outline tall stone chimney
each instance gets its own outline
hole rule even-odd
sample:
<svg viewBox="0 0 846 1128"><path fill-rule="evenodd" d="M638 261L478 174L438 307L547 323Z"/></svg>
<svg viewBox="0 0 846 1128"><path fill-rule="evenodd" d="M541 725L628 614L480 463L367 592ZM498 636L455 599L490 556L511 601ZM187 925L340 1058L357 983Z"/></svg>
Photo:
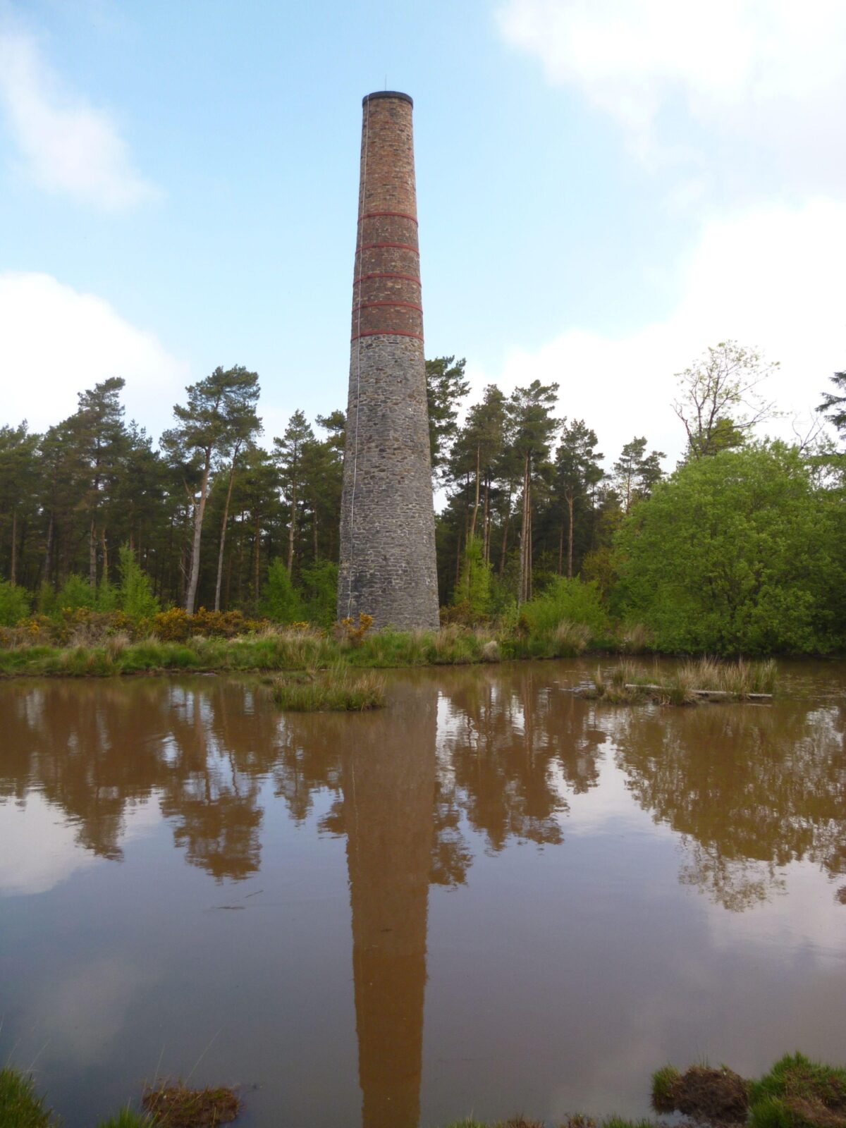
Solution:
<svg viewBox="0 0 846 1128"><path fill-rule="evenodd" d="M363 99L338 618L437 629L412 99Z"/></svg>

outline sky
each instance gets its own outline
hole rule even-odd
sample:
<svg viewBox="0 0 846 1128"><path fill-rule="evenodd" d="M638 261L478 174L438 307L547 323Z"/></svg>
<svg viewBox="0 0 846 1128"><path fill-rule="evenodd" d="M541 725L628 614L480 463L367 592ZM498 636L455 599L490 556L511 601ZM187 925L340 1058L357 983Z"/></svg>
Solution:
<svg viewBox="0 0 846 1128"><path fill-rule="evenodd" d="M804 431L846 367L843 0L0 0L0 423L218 364L345 407L361 98L414 97L426 355L671 466L732 338ZM795 421L795 422L794 422Z"/></svg>

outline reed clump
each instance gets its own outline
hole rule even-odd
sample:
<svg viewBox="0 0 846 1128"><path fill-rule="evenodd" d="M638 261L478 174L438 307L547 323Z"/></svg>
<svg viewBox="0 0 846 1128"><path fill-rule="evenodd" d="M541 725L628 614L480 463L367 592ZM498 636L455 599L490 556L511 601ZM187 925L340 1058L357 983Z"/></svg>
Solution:
<svg viewBox="0 0 846 1128"><path fill-rule="evenodd" d="M744 700L750 696L772 696L777 681L776 663L716 662L711 658L682 662L675 671L662 675L655 666L651 673L623 659L606 677L601 668L593 676L593 686L581 690L582 696L601 698L611 704L631 705L654 702L661 705L694 705L702 700Z"/></svg>
<svg viewBox="0 0 846 1128"><path fill-rule="evenodd" d="M307 670L273 682L273 699L296 713L363 713L385 705L385 679L372 671L359 673L336 663L328 670Z"/></svg>

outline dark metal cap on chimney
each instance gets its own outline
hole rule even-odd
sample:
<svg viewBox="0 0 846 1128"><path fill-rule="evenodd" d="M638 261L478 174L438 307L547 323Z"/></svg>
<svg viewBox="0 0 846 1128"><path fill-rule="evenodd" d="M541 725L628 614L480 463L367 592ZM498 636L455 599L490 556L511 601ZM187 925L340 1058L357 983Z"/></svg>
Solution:
<svg viewBox="0 0 846 1128"><path fill-rule="evenodd" d="M400 98L403 102L407 102L409 106L414 105L414 99L409 94L400 94L399 90L377 90L374 94L364 95L361 99L362 106L373 98Z"/></svg>

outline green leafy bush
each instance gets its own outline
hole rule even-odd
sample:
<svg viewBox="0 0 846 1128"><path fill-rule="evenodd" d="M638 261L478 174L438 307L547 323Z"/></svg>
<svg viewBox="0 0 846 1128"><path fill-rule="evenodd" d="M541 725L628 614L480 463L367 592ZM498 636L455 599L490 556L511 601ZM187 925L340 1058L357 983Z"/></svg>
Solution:
<svg viewBox="0 0 846 1128"><path fill-rule="evenodd" d="M558 576L520 608L520 625L531 635L552 635L562 623L585 626L594 637L608 632L608 615L594 581Z"/></svg>
<svg viewBox="0 0 846 1128"><path fill-rule="evenodd" d="M452 591L452 607L467 623L484 619L491 611L491 565L485 563L478 537L467 539L461 572Z"/></svg>
<svg viewBox="0 0 846 1128"><path fill-rule="evenodd" d="M781 443L690 461L615 541L617 598L659 650L828 651L843 643L843 505Z"/></svg>
<svg viewBox="0 0 846 1128"><path fill-rule="evenodd" d="M284 561L272 561L262 590L262 614L274 623L300 623L305 610L299 592L291 582Z"/></svg>
<svg viewBox="0 0 846 1128"><path fill-rule="evenodd" d="M0 580L0 626L14 627L29 614L29 596L16 583Z"/></svg>
<svg viewBox="0 0 846 1128"><path fill-rule="evenodd" d="M300 572L300 582L306 603L303 617L316 626L331 627L337 603L337 564L332 561L309 564Z"/></svg>
<svg viewBox="0 0 846 1128"><path fill-rule="evenodd" d="M150 619L159 610L159 601L150 588L150 579L135 559L129 545L118 554L121 573L121 610L131 619Z"/></svg>
<svg viewBox="0 0 846 1128"><path fill-rule="evenodd" d="M80 607L94 608L97 602L97 594L90 583L83 580L78 572L71 572L55 597L55 611L76 611Z"/></svg>

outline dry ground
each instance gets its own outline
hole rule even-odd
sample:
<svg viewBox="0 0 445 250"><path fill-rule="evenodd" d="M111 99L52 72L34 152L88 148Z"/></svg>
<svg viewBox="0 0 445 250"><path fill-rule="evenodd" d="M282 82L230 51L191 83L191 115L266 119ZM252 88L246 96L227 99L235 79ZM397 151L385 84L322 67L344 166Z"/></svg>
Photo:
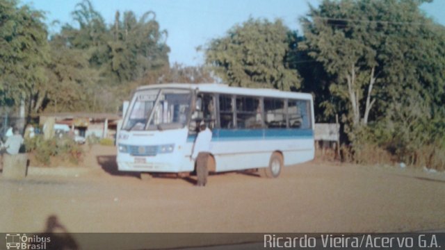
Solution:
<svg viewBox="0 0 445 250"><path fill-rule="evenodd" d="M445 174L312 162L276 179L247 173L141 180L119 173L113 147L83 168L0 177L0 232L394 232L445 228Z"/></svg>

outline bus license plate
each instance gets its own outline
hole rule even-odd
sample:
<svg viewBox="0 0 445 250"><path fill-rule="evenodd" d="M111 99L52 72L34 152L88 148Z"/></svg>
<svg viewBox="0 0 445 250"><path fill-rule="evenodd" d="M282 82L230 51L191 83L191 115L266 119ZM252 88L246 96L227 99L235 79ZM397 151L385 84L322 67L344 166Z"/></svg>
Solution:
<svg viewBox="0 0 445 250"><path fill-rule="evenodd" d="M145 160L145 158L135 158L134 163L146 163L147 160Z"/></svg>

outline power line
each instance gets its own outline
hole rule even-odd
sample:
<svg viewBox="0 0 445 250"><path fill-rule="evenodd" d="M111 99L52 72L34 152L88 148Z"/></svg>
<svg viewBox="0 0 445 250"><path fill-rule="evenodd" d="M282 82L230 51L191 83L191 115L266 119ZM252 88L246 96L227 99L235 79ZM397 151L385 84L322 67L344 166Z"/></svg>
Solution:
<svg viewBox="0 0 445 250"><path fill-rule="evenodd" d="M397 24L397 25L425 25L424 22L391 22L391 21L380 21L380 20L363 20L363 19L346 19L346 18L332 18L332 17L318 17L314 16L312 17L312 19L318 19L322 20L327 21L337 21L337 22L362 22L362 23L373 23L373 24ZM332 24L333 25L343 25L343 24ZM348 24L344 24L347 26Z"/></svg>

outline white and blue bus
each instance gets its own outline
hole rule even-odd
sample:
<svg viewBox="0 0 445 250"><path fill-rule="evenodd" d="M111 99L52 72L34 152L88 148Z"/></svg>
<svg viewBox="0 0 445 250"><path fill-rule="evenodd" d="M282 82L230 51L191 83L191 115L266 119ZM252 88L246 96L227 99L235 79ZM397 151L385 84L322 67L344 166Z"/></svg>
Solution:
<svg viewBox="0 0 445 250"><path fill-rule="evenodd" d="M138 88L117 140L120 171L190 173L197 129L212 131L211 172L257 169L277 177L284 166L314 158L309 94L222 84Z"/></svg>

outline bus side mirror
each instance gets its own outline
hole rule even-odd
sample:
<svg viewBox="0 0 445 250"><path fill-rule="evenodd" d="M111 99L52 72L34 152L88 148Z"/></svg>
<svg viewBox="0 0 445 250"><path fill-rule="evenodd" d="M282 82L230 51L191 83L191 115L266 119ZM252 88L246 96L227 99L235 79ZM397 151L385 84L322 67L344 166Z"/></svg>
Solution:
<svg viewBox="0 0 445 250"><path fill-rule="evenodd" d="M195 110L200 111L202 106L202 99L201 99L201 97L198 97L196 99Z"/></svg>

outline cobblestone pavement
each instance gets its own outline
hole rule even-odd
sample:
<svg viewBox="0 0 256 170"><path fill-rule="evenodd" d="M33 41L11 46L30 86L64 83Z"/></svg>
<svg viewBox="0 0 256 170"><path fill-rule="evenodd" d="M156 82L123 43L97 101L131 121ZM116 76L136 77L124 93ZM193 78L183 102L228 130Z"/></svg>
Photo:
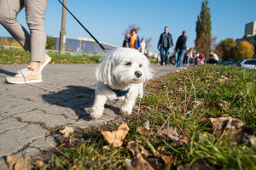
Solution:
<svg viewBox="0 0 256 170"><path fill-rule="evenodd" d="M43 82L9 84L5 77L26 65L0 65L0 170L8 169L8 155L34 156L55 146L49 129L59 126L87 128L120 116L120 103L107 103L103 116L92 122L96 65L49 65ZM154 70L160 66L151 65ZM154 77L175 71L173 65L157 71Z"/></svg>

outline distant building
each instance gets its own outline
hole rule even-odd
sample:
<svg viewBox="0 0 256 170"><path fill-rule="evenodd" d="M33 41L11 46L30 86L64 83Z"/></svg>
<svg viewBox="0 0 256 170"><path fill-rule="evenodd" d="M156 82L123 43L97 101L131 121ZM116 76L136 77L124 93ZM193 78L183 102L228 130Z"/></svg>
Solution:
<svg viewBox="0 0 256 170"><path fill-rule="evenodd" d="M53 37L55 43L55 50L59 50L60 38ZM112 51L119 47L101 42L101 44L108 50ZM102 55L103 50L101 47L92 39L86 37L79 37L79 39L66 39L66 51L73 53L80 53L85 54Z"/></svg>
<svg viewBox="0 0 256 170"><path fill-rule="evenodd" d="M253 58L256 59L256 21L246 24L244 36L236 40L237 45L240 45L242 41L247 41L253 44L254 47L254 55Z"/></svg>
<svg viewBox="0 0 256 170"><path fill-rule="evenodd" d="M245 30L244 30L244 35L251 35L254 36L256 34L256 21L250 22L248 24L246 24Z"/></svg>

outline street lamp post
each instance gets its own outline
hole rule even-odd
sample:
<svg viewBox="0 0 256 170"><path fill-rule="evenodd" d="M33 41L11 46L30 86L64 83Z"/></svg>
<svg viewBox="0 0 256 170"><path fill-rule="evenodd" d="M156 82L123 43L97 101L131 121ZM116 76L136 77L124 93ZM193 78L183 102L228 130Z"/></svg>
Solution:
<svg viewBox="0 0 256 170"><path fill-rule="evenodd" d="M63 0L63 4L67 7L67 0ZM62 7L62 20L61 20L61 30L60 32L60 48L59 53L65 54L66 52L66 13L67 10Z"/></svg>

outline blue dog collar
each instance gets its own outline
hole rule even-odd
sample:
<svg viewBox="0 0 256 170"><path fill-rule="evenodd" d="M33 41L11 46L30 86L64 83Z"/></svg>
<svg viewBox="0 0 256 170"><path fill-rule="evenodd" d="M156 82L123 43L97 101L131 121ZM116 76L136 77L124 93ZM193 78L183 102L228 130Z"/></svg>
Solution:
<svg viewBox="0 0 256 170"><path fill-rule="evenodd" d="M117 97L120 97L120 96L125 95L125 94L129 92L129 90L130 90L130 88L131 88L131 87L130 87L130 88L129 88L128 89L126 89L126 90L116 90L116 89L111 88L108 85L107 85L107 87L108 87L109 89L111 89L112 91L113 91L113 92L115 93L115 94L116 94Z"/></svg>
---*---
** Problem requirements **
Copy out the lines starting with the line that contains "outline bus license plate" and going on through the line that contains "160L145 158L135 158L134", with "bus license plate" changed to "bus number plate" and nothing else altered.

** Task answer **
outline bus number plate
each instance gets its own outline
hole rule even-odd
sample:
<svg viewBox="0 0 445 250"><path fill-rule="evenodd" d="M111 99L52 72L34 152L88 148Z"/></svg>
<svg viewBox="0 0 445 250"><path fill-rule="evenodd" d="M282 82L230 51L191 83L191 115L266 119ZM252 88L246 96L227 99L235 79ZM397 151L385 84L322 67L344 166Z"/></svg>
Solution:
<svg viewBox="0 0 445 250"><path fill-rule="evenodd" d="M145 160L145 158L135 158L134 163L146 163L147 160Z"/></svg>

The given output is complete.